→ Passage:
>>

ESpotter uses an MS Access database file ESpotterResources.mdb to store
lexicon and pattern information. Currently ESpotter recognize People,
Organization, Location, Research Area, Email, Telephone, Postal Code,
and other Proper Names. You can easily customize the lexicon and
patterns in ESpotterResources.mdb file to recognize any type of entities
you are interested in by adding new lexicon and patterns. Lexicon and
patterns are grouped into different tables. When you add new lexicon or
patterns, you can create a new table, and register the new table in the
TableSchema table. New entity types need to be registered in the
TypeSchema table. Using precision for domain adaptation is not used in
the version of ESpotter and can be ignored in the database file.
 
For developers interested in ESpotter, the installation includes an DLL
file ESpotterClass.dll for easy inclusion in a .NET application for
language engineering. An example is given in the Class1.cs file. More
info on using ESpotter for development is coming soon.

<<

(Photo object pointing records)
>>

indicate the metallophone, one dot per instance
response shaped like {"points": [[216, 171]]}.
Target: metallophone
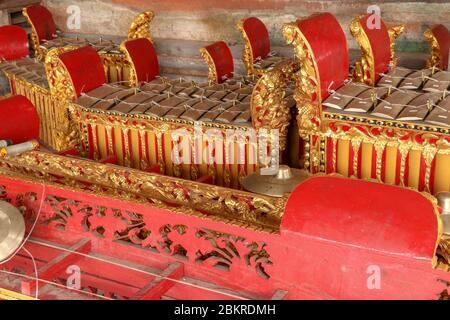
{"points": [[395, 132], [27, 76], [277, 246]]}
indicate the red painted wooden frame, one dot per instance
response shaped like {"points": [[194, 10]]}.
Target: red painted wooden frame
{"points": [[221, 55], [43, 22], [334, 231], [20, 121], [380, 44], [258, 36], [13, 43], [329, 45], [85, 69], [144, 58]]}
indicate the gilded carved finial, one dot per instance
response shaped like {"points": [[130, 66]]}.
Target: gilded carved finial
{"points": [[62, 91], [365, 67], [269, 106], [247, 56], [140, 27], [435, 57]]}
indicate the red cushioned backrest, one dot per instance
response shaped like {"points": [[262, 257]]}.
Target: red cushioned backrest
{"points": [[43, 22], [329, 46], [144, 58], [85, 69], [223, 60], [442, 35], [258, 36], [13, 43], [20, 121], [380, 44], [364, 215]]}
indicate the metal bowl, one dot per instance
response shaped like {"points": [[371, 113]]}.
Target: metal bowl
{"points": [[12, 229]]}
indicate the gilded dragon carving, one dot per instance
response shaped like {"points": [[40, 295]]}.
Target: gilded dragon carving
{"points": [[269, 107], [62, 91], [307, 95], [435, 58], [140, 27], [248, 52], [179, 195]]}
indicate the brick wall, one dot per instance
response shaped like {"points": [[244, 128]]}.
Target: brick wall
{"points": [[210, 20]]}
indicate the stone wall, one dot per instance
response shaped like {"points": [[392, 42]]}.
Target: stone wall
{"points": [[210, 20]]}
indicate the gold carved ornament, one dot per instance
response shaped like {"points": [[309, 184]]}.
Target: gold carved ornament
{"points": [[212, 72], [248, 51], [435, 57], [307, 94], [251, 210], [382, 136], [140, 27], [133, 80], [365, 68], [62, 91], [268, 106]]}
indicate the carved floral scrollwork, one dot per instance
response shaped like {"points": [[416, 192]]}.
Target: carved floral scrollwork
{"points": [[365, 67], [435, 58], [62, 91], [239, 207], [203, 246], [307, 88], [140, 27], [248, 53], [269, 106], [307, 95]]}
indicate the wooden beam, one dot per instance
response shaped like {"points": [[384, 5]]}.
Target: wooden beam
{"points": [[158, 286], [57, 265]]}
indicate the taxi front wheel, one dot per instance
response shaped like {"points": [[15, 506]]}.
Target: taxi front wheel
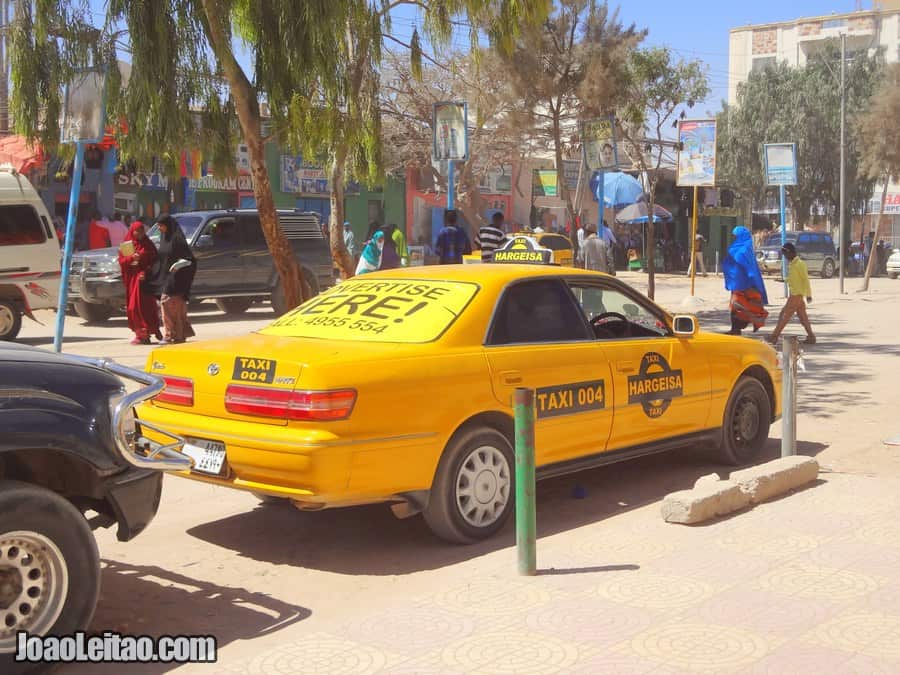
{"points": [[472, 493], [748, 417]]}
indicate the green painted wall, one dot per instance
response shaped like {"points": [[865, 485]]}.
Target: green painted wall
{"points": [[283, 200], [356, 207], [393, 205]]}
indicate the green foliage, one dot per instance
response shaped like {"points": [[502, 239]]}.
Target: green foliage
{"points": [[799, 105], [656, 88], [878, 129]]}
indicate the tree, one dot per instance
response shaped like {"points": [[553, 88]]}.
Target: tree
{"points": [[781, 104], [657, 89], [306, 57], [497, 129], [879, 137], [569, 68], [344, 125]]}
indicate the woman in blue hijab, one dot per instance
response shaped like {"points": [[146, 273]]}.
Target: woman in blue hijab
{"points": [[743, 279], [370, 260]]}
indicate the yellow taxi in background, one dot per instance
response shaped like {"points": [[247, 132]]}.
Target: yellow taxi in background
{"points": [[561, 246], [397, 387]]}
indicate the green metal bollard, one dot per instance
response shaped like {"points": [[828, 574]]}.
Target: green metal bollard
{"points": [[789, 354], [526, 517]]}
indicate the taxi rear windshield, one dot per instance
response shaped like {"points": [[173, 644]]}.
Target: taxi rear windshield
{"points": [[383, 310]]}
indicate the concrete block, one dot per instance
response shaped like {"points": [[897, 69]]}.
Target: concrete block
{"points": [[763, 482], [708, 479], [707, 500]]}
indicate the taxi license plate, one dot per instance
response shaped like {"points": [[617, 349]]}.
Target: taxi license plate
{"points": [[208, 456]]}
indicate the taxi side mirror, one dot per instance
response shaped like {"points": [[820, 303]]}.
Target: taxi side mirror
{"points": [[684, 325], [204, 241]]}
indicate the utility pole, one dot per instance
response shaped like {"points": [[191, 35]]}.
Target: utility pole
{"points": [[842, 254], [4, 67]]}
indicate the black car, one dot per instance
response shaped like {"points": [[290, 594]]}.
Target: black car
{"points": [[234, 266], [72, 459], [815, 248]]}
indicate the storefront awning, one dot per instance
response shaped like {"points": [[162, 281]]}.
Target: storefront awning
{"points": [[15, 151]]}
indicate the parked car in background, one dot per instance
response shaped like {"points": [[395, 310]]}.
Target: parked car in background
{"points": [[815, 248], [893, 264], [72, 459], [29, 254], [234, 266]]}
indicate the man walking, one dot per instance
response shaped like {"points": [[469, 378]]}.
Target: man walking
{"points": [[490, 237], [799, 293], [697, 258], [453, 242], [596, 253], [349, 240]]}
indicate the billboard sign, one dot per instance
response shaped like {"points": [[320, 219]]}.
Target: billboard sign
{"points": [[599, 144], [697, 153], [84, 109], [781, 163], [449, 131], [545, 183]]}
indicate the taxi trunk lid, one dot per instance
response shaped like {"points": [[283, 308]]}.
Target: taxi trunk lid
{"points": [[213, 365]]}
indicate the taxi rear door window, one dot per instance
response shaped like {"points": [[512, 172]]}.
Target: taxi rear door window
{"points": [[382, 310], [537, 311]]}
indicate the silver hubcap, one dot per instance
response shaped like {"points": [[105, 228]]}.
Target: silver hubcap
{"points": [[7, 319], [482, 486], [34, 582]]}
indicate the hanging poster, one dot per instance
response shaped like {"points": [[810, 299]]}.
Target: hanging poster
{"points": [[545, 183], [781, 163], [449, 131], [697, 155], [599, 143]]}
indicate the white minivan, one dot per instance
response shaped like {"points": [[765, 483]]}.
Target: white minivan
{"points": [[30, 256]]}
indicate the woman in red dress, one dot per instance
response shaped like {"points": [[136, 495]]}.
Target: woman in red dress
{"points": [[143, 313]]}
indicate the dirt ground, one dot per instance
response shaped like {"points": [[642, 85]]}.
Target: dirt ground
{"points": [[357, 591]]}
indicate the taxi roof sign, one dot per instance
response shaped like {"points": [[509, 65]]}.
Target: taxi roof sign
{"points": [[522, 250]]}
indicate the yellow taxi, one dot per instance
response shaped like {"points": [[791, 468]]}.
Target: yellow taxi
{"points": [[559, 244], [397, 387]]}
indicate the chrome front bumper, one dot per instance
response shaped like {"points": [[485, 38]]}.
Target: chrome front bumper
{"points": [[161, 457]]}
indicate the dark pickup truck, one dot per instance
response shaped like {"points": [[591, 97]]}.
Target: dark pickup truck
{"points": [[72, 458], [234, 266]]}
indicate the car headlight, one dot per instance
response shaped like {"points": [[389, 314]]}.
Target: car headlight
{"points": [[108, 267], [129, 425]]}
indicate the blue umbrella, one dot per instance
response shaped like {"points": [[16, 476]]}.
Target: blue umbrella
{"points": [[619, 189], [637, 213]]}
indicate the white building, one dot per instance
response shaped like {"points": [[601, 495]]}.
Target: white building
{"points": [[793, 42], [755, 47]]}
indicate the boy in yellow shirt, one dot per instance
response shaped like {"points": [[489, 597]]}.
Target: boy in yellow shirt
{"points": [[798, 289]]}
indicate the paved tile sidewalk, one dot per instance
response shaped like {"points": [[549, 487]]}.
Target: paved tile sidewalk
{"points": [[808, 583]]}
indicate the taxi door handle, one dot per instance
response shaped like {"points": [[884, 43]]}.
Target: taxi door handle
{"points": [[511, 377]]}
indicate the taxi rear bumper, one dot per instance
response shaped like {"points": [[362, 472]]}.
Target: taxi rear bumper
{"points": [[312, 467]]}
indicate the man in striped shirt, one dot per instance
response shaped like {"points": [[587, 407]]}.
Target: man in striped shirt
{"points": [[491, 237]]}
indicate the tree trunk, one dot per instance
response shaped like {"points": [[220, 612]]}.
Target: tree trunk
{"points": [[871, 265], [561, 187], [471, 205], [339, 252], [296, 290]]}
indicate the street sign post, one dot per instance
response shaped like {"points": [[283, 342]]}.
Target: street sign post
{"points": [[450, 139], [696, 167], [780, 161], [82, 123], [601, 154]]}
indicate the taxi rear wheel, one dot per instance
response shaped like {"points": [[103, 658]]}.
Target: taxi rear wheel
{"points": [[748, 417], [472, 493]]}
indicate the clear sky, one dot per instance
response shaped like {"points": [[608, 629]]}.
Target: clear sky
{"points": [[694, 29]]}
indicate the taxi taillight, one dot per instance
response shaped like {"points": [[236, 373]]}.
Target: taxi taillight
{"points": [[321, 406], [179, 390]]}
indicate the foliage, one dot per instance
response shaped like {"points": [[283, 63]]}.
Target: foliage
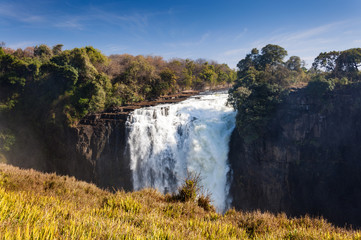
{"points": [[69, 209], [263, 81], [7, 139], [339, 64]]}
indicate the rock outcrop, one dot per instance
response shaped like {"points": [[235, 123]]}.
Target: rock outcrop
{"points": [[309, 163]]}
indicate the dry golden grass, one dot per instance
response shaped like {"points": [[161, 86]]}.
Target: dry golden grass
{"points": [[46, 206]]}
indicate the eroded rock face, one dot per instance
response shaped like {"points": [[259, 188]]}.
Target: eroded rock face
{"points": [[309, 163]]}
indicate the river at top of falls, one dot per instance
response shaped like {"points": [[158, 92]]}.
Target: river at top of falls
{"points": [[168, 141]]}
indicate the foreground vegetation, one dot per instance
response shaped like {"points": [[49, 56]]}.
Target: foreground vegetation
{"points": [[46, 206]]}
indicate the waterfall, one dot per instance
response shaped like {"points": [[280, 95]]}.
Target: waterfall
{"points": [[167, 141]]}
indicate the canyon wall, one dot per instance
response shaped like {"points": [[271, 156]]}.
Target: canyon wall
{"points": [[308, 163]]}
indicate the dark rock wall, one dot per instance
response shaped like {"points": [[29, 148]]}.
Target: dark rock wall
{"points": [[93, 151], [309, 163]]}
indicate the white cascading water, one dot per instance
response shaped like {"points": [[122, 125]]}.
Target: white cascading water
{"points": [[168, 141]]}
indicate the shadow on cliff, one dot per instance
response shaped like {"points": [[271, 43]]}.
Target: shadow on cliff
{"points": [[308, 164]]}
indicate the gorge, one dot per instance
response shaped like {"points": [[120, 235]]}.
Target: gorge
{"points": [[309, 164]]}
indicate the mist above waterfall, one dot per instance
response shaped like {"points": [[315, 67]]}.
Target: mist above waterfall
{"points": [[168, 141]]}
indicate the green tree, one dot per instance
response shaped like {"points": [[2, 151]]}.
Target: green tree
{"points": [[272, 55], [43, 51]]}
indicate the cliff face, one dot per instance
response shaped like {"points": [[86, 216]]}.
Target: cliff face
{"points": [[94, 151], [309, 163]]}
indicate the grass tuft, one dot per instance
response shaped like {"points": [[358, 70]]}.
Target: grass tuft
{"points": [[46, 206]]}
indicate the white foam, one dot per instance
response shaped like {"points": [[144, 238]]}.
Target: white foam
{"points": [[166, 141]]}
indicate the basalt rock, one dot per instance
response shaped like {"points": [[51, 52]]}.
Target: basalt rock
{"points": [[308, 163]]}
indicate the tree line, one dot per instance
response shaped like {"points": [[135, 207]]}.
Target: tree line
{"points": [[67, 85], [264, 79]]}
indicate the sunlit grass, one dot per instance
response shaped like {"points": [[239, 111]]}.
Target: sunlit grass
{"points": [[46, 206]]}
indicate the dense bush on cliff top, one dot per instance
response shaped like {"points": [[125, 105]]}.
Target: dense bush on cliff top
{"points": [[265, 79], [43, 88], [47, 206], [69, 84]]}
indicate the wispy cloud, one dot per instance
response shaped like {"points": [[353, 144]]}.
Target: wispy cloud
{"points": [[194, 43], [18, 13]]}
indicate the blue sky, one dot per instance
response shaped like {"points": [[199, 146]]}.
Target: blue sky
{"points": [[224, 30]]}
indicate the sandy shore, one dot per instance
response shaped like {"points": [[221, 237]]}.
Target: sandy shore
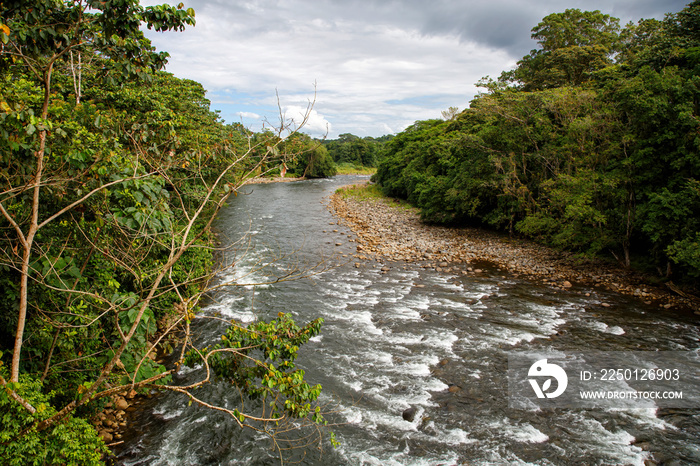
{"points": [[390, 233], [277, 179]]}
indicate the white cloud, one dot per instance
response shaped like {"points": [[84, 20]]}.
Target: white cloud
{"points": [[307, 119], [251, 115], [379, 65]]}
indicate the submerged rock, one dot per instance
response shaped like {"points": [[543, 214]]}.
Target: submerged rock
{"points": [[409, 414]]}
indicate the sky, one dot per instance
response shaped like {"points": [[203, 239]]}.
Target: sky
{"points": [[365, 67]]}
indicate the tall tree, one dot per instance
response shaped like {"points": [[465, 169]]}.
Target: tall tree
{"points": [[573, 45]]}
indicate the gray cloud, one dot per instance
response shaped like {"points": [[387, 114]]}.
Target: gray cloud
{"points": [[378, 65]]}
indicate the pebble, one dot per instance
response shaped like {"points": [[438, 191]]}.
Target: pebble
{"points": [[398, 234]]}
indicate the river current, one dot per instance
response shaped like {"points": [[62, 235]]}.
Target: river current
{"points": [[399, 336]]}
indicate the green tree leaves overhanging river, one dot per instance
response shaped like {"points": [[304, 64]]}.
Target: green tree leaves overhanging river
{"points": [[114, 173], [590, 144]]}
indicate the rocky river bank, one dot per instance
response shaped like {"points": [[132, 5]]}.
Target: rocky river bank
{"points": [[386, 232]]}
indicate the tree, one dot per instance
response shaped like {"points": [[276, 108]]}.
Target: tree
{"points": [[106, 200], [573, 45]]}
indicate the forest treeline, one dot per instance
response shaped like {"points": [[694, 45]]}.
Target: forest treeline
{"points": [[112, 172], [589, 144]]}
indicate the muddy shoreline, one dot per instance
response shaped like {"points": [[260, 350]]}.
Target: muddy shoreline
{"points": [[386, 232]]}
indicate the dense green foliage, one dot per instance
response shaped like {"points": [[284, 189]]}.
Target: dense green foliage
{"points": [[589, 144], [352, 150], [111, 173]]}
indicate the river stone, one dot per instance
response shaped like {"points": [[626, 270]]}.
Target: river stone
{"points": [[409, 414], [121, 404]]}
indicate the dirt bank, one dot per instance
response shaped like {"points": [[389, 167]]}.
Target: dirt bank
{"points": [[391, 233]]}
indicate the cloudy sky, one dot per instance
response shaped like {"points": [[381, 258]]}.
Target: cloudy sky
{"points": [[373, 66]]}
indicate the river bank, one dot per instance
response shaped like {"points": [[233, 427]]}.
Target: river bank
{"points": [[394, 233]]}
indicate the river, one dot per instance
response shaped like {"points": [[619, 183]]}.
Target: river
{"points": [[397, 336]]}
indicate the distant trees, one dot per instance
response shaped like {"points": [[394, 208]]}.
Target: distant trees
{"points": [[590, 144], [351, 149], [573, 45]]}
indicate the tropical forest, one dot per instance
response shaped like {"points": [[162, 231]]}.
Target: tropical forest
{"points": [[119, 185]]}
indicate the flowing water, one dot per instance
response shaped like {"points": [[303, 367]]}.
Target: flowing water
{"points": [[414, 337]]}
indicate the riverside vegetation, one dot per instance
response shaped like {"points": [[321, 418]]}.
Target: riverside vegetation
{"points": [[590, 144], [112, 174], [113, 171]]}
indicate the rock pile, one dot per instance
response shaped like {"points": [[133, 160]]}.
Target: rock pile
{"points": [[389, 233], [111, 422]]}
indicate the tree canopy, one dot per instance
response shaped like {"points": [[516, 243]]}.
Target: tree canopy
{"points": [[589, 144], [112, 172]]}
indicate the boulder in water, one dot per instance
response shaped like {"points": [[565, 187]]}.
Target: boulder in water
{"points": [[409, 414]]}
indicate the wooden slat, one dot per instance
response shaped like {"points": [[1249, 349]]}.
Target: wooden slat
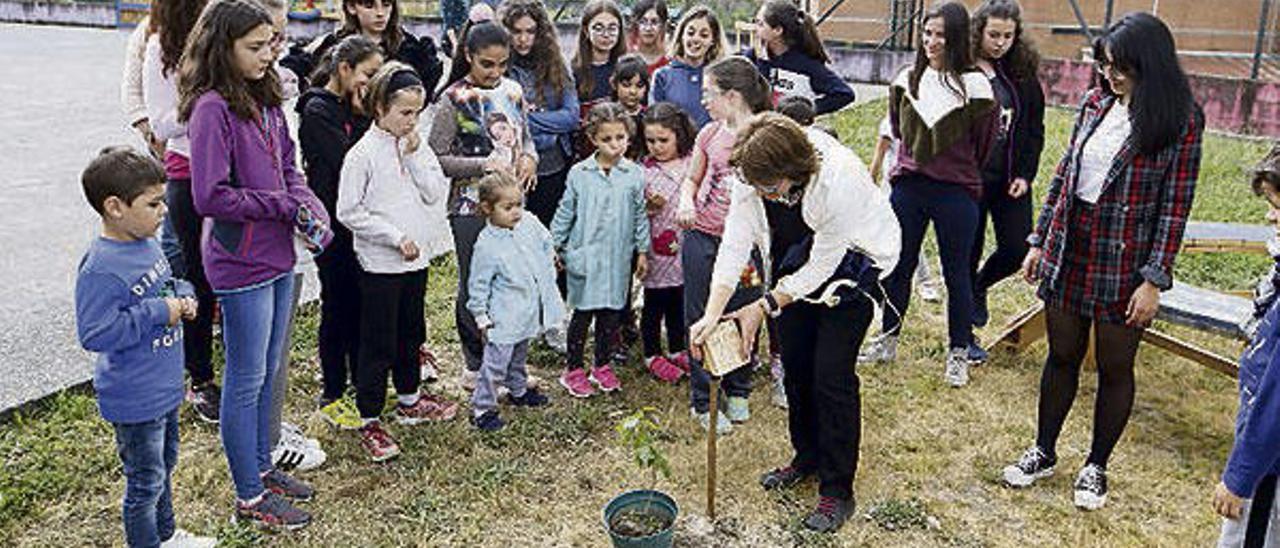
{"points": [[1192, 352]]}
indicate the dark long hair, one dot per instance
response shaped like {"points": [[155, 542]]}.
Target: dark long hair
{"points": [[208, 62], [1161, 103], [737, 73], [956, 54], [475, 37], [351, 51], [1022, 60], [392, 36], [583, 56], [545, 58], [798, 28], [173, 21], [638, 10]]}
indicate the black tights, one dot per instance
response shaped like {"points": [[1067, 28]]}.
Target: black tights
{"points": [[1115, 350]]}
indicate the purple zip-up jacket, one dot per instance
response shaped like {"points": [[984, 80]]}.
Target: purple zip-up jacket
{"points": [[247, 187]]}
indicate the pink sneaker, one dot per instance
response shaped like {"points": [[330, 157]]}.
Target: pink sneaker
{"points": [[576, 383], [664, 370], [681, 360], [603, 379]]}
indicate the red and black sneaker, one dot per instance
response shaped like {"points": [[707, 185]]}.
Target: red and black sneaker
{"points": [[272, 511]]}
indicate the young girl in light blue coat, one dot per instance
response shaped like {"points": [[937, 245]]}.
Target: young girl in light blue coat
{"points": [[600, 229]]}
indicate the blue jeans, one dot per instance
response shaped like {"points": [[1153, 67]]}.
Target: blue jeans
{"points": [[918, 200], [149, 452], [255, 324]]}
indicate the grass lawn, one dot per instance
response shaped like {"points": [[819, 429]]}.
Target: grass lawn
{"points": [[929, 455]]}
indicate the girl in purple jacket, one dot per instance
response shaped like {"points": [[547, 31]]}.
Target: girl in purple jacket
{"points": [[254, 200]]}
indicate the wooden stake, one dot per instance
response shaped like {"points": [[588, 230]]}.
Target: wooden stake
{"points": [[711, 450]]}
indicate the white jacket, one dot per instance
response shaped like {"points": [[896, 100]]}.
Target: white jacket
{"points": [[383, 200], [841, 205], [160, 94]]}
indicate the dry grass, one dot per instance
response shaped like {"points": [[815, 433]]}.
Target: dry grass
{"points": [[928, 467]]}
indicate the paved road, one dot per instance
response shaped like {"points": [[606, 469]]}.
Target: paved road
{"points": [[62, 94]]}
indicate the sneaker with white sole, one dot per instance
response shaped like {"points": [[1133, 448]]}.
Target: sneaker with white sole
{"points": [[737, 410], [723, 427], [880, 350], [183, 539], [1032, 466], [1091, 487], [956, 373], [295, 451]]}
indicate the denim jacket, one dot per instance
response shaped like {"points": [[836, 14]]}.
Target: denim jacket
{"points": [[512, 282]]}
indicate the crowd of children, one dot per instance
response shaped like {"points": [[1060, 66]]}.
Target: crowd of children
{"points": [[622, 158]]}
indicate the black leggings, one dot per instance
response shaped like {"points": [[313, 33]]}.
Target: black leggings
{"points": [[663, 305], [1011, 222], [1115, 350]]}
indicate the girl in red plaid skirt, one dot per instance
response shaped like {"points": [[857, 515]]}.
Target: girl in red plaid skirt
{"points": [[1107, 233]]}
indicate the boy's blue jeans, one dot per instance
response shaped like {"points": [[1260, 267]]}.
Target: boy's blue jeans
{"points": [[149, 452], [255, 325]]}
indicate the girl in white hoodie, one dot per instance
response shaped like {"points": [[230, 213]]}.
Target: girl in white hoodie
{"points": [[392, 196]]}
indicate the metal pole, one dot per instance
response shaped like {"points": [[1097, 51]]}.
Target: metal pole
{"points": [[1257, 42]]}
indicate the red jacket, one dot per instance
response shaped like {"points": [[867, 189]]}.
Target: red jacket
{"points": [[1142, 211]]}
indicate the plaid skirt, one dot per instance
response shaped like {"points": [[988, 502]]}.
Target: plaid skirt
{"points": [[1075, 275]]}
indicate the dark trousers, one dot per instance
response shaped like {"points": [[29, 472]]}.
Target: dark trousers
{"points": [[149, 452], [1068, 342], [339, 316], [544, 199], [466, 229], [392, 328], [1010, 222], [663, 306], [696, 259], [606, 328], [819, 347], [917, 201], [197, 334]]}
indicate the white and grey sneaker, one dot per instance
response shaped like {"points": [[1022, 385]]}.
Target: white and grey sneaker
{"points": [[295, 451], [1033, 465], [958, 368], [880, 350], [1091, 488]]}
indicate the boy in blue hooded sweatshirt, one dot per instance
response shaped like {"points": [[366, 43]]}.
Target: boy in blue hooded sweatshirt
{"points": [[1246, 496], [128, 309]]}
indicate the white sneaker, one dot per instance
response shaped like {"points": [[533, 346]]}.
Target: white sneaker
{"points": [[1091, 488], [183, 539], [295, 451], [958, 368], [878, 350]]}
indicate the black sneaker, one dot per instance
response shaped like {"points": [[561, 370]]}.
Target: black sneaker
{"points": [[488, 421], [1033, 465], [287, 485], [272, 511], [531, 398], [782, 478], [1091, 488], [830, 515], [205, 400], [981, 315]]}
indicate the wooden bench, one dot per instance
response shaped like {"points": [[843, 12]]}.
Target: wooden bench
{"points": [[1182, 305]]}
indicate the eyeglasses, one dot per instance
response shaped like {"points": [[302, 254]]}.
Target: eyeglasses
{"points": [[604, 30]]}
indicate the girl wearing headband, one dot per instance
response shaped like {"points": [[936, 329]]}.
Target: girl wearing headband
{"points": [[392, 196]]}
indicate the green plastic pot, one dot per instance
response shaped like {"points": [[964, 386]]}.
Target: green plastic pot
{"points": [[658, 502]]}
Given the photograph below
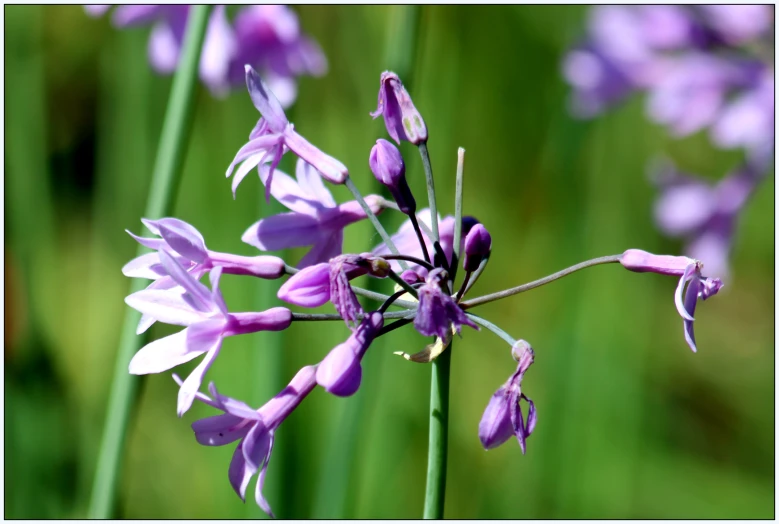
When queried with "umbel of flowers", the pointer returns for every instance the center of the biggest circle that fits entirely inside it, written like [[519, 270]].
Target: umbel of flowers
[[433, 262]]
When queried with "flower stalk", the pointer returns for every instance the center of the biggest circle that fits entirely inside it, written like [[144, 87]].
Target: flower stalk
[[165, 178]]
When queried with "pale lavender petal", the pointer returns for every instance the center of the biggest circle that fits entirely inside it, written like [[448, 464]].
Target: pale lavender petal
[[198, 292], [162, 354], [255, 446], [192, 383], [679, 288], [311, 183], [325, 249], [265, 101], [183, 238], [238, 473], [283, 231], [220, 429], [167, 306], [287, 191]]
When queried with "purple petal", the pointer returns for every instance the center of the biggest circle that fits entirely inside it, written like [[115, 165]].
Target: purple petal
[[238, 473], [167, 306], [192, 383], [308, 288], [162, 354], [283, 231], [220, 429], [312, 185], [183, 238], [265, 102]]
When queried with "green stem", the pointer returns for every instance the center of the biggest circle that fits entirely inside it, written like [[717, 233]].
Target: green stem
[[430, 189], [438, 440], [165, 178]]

<<

→ Problem statement:
According to the ESpotter passage, in which table must new entity types be registered? The listing isn't needed for this work.

→ Solution:
The TypeSchema table.